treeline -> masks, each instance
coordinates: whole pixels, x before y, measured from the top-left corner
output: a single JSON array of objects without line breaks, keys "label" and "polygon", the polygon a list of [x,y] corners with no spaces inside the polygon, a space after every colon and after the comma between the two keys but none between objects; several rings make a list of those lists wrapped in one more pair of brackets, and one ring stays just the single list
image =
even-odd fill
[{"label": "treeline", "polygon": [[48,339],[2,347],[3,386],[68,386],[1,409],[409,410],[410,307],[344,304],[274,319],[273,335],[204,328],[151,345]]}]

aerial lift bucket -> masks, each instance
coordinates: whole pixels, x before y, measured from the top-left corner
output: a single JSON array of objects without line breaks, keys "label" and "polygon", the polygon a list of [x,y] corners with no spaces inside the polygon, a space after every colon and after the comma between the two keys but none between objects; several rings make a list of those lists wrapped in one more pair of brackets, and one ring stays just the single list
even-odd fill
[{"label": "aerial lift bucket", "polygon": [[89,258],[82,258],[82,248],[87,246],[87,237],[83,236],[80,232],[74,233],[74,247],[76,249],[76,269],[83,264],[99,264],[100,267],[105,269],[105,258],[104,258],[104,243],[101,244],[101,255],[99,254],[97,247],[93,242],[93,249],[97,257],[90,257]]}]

========

What you will do: Revise the rows above so that every "top-left corner" becomes "upper-left corner", and keep everything else the same.

Answer below:
treeline -> masks, each instance
coordinates: whole pixels, x before y, measured from the upper-left corner
output: a single JSON array of objects without line breaks, keys "label" and "polygon", the polygon a list of [x,y] corners with no spaces inside the polygon, a space after every colon and after the comma between the two keys but none between objects; several rings make a list of those lists wrapped in one more pair of brackets, and one ring stays just the single list
image =
even-odd fill
[{"label": "treeline", "polygon": [[48,339],[2,347],[3,386],[68,386],[1,409],[409,410],[410,307],[344,304],[274,319],[273,335],[204,328],[151,345]]}]

aerial lift bucket -> masks, each instance
coordinates: whole pixels, x before y, measured from the upper-left corner
output: a single JSON array of objects without line breaks, keys "label" and "polygon", the polygon a list of [x,y] corners with no spaces inside the polygon, a space after every colon and after the comma between the two keys but none between objects; several rings make a list of those lists wrapped in one more pair of brackets, and one ring stays just the single list
even-odd fill
[{"label": "aerial lift bucket", "polygon": [[89,258],[82,258],[82,248],[87,246],[87,237],[83,236],[80,232],[74,233],[74,247],[76,249],[76,269],[83,264],[99,264],[100,267],[105,269],[105,258],[104,258],[104,243],[101,244],[101,255],[99,254],[97,247],[93,242],[93,249],[97,257],[90,257]]}]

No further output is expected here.